START Supplied information

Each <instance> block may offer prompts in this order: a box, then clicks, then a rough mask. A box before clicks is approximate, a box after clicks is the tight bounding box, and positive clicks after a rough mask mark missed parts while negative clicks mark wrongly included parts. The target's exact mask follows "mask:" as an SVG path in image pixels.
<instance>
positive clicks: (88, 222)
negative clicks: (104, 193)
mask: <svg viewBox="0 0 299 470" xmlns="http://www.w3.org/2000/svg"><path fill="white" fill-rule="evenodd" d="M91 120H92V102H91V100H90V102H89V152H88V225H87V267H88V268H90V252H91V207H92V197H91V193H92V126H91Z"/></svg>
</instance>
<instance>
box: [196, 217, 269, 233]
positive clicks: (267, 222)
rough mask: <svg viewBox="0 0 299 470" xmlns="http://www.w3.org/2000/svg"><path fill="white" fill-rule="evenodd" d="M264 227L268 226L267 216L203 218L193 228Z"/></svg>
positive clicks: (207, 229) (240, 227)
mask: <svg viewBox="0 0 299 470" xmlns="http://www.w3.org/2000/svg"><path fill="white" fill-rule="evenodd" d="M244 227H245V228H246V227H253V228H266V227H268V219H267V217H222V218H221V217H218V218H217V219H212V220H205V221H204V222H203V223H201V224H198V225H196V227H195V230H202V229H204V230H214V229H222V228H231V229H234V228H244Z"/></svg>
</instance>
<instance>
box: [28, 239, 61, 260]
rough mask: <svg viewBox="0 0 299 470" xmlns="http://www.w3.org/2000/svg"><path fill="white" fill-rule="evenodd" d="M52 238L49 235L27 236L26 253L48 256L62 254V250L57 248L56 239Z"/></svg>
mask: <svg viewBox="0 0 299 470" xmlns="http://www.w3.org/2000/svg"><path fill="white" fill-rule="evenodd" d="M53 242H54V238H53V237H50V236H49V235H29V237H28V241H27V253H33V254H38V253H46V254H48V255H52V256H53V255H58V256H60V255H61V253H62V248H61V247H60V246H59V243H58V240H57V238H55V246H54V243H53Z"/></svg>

END Supplied information

Problem requirements
Using the records above, set down exactly the lines from the one with "box: [196, 217, 269, 233]" through the one with "box: [28, 239, 61, 260]", inclusive, and nothing more.

Answer
box: [196, 217, 269, 233]
positive clicks: (267, 222)
rough mask: <svg viewBox="0 0 299 470" xmlns="http://www.w3.org/2000/svg"><path fill="white" fill-rule="evenodd" d="M264 227L268 226L267 216L203 218L193 228Z"/></svg>
positive clicks: (207, 229) (240, 227)
mask: <svg viewBox="0 0 299 470" xmlns="http://www.w3.org/2000/svg"><path fill="white" fill-rule="evenodd" d="M244 227H245V228H246V227H253V228H266V227H268V219H267V217H222V218H221V217H218V218H217V219H212V220H205V221H204V222H203V223H201V224H198V225H196V227H195V230H202V229H204V230H214V229H222V228H231V229H234V228H244Z"/></svg>
</instance>
<instance>
box: [28, 239, 61, 260]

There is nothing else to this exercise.